→ Task to complete
Write out each record exactly as it stands. No pictures belong in the copy.
BEGIN
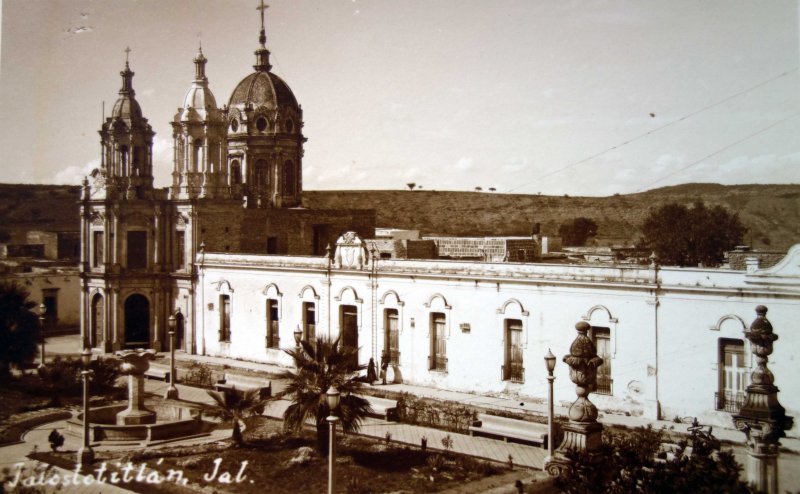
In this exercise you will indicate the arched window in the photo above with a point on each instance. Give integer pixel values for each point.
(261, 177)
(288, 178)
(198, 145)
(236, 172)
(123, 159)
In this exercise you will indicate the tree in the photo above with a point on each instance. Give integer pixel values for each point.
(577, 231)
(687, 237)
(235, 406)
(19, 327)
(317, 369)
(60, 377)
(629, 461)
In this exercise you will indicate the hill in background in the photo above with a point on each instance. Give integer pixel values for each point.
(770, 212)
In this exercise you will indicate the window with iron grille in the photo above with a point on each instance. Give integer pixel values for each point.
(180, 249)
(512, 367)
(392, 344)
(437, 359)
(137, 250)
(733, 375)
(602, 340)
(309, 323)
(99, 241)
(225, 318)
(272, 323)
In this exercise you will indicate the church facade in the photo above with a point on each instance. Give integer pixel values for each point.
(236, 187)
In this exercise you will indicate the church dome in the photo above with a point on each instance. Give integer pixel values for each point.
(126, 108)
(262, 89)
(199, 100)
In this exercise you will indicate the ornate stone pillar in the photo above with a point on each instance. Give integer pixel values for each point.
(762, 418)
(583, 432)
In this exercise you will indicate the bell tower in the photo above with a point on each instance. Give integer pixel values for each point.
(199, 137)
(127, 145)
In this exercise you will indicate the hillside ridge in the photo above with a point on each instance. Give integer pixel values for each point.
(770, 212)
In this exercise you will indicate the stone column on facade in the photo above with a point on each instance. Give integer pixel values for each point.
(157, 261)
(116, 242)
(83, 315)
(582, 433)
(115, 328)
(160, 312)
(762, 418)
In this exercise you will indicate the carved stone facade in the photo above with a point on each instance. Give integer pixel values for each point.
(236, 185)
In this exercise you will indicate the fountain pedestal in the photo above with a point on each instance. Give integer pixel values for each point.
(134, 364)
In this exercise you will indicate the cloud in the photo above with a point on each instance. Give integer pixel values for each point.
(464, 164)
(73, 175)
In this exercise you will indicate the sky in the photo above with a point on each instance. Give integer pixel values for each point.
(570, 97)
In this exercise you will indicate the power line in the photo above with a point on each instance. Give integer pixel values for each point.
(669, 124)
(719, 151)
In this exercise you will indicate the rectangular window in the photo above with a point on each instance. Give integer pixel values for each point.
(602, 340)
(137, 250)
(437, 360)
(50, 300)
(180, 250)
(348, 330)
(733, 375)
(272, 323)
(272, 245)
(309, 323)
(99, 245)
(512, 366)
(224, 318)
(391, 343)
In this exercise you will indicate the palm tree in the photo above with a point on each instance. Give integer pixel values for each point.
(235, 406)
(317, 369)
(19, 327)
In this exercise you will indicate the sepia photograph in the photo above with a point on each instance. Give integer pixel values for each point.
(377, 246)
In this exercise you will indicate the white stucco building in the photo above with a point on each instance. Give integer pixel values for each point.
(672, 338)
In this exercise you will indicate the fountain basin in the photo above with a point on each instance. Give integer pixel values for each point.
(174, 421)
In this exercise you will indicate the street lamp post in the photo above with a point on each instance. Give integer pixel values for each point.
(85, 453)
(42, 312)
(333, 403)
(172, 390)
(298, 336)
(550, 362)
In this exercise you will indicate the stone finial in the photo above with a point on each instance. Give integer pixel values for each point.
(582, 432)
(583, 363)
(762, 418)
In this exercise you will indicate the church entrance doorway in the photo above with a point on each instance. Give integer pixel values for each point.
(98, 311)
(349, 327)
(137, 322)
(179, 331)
END
→ Response area
In this exercise you will indicate the arched window in the photo above with a point on each instance. Give integer pixel values for each point.
(261, 177)
(288, 178)
(198, 145)
(236, 172)
(123, 159)
In this exercise you will indicate the tree in the photo above with a point on each instance. Give integer pixel values for each point.
(577, 231)
(687, 237)
(235, 406)
(19, 327)
(317, 369)
(60, 377)
(629, 461)
In this exercise you will indicate the hill in background in the photo above with a point on each instance. Give integer pixel values for each point.
(770, 212)
In this exercise you will indicate the window with iron grille in the photo above with a point on each instance. Give integer pixel values for each point.
(180, 249)
(512, 367)
(392, 344)
(437, 359)
(137, 250)
(733, 375)
(602, 340)
(309, 323)
(99, 241)
(225, 318)
(272, 323)
In this exercise you will indicate the church facade in the photo above with a point on each instance. Give integer pixel values for each point.
(236, 187)
In this exercise you will indicate the church dome in the photo above with a point on each instance. Give integer pixel values for each point.
(126, 108)
(262, 89)
(199, 100)
In this exercise you will indicate the ornate stone pillar in the photo above with a point on each instance. Give integer pixel values for each point.
(762, 418)
(583, 432)
In this exercise you will indicate the bell tower in the photo above with a point on each instance. Give integer pixel values for each point.
(199, 137)
(127, 145)
In this exercise you will indicate the hillside ridge in the photo above with a point on each instance. Give integer pixel values for each point.
(770, 212)
In this exercise you will indicate the stone column on facade in the photo above with a point on each instance. Give integer pixel values for each point.
(157, 261)
(116, 242)
(83, 315)
(582, 433)
(115, 328)
(160, 312)
(762, 418)
In this exercise you will indicate the carved stone facade in the photo above with a point on each instance. Give integer pixel values for each point.
(236, 185)
In this exercise you will indicate the fountain pedestal in the photo above with a point on each instance. Give integer pixel values for each point.
(134, 364)
In this exercise you will indicate the cloud in the photo above with a point on each instance. Give integer pixel values for each point.
(464, 164)
(73, 175)
In this exercise you will indicate the sky in the photo above with a point on each instance. Give integer pixel values for each point.
(570, 97)
In this exercise you will indicate the power line in the photo above with a point on each instance. Give integer pixel values for each point.
(669, 124)
(719, 151)
In this exercise you will indicate the rectangular window in the photo above with a point on each instance. Give integer pixel values for each point.
(602, 340)
(137, 250)
(437, 360)
(50, 300)
(180, 250)
(348, 330)
(733, 375)
(272, 323)
(272, 245)
(309, 323)
(99, 245)
(512, 366)
(224, 318)
(391, 343)
In this exercise you will indicate the palm tree in the photo above with a point on each instance. Give integer pixel values for each point.
(235, 406)
(317, 369)
(19, 327)
In this exercise you will indicate the sepia photograph in the photo above with a point on each instance. Give integer pixel values for each point.
(377, 246)
In this exercise you will indicate the white stucco building in the photo above with a point on each instance. Give integer pixel values for each point.
(672, 338)
In this exercise you will indicate the fountain basin in the photo above with a point on each instance. Give integer pixel values for each point.
(174, 421)
In this exercise you will indicate the street lamp post in the photo above with a point on each instance. Give integer pixel values for each point.
(85, 453)
(42, 312)
(333, 403)
(172, 390)
(298, 336)
(550, 362)
In this exercise you will indicate the stone finial in the photo above with a point on each instance. Give integer pixel values for each point.
(582, 432)
(583, 363)
(762, 418)
In this exercise you will indicate the church entrance doorway in the photo above with a point on each instance. Give integer pixel values for each point.
(98, 311)
(349, 327)
(137, 322)
(179, 331)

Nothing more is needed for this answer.